§ GIVEN INFORMATION
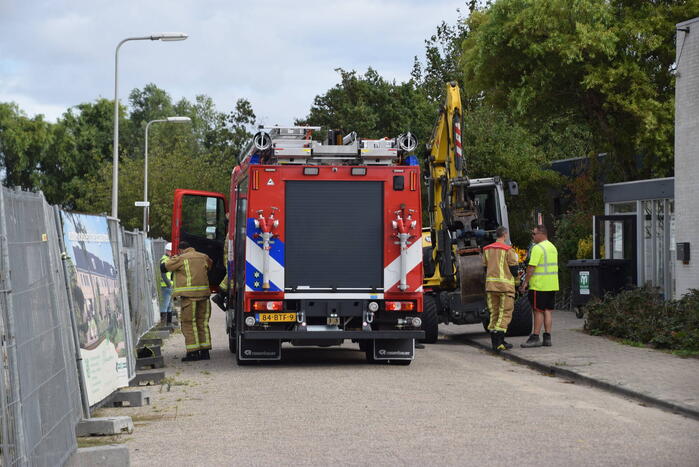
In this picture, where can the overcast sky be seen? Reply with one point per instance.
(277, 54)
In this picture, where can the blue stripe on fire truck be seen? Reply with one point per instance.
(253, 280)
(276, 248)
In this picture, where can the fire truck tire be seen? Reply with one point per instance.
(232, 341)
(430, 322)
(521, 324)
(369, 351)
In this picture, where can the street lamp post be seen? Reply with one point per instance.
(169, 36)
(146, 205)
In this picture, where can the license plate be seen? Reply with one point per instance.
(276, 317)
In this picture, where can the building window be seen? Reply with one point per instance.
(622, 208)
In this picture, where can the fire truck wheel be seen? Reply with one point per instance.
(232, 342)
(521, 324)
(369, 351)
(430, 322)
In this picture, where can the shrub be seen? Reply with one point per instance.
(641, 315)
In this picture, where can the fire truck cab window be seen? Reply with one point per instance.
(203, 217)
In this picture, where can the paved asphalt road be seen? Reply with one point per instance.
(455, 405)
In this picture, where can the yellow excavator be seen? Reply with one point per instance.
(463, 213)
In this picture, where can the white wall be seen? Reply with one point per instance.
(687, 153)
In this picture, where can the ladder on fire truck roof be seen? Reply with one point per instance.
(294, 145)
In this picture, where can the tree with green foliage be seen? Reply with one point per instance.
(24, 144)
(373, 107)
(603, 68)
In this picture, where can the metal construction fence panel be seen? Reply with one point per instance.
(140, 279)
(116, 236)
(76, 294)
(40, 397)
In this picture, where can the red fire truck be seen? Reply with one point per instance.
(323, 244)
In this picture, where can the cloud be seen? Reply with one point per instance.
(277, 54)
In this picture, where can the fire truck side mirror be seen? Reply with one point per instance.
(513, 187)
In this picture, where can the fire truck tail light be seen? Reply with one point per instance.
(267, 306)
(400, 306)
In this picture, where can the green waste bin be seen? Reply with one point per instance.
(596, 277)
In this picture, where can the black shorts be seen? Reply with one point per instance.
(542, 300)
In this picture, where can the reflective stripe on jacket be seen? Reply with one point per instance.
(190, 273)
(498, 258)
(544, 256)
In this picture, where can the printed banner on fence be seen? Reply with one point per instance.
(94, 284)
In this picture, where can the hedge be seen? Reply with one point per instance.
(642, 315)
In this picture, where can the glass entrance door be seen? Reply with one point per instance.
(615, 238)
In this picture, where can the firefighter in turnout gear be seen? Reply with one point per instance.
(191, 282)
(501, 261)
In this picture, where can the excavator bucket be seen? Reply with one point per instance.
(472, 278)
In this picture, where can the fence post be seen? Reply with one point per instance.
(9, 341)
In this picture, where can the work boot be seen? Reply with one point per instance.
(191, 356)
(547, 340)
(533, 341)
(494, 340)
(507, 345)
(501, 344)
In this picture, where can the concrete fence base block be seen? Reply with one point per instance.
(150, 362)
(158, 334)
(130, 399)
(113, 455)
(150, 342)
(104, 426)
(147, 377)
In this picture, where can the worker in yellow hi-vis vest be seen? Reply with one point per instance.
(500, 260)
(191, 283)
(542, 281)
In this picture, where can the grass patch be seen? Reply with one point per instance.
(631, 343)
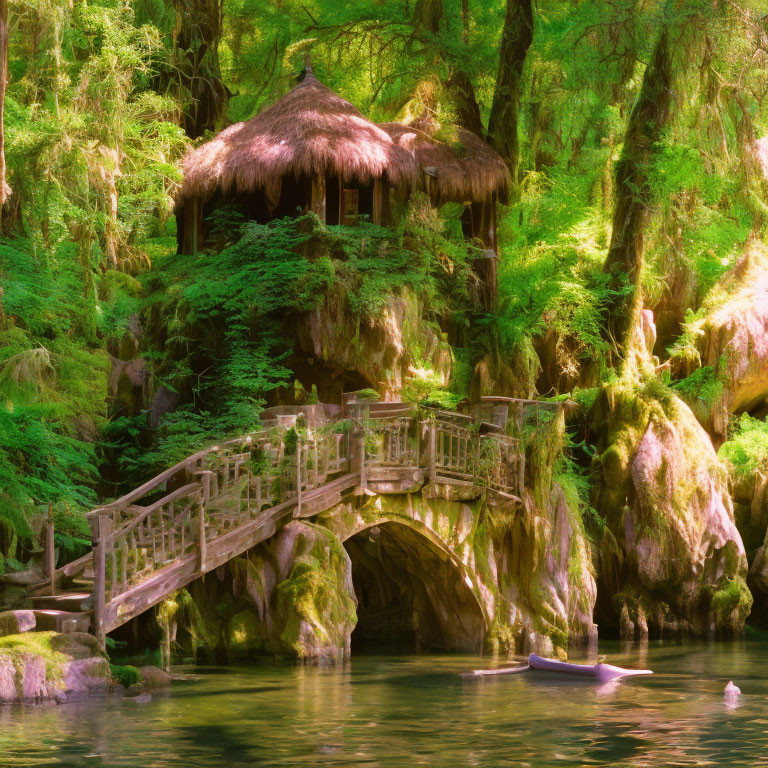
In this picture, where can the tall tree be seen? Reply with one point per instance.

§ SHORT PROBLEM
Rewrite the items from the line with "In this picture, where can the concrete" through the end of the items, replacing "grass patch" with "patch of lawn" and changing nothing else. Leave the pictures out of your answer.

§ FINISHED TASK
In this picture, where can the concrete fence base block be seen? Reply with one point per instance.
(150, 362)
(158, 334)
(130, 399)
(113, 455)
(150, 342)
(104, 426)
(147, 377)
In this picture, where can the worker in yellow hi-vis vest be seen? Reply with one point per instance.
(500, 260)
(191, 283)
(542, 281)
In this picture, where can the patch of lawn be seen? Reply with one point per instance.
(631, 343)
In this picture, where can the tall tree be seen? Reply with one point per instance.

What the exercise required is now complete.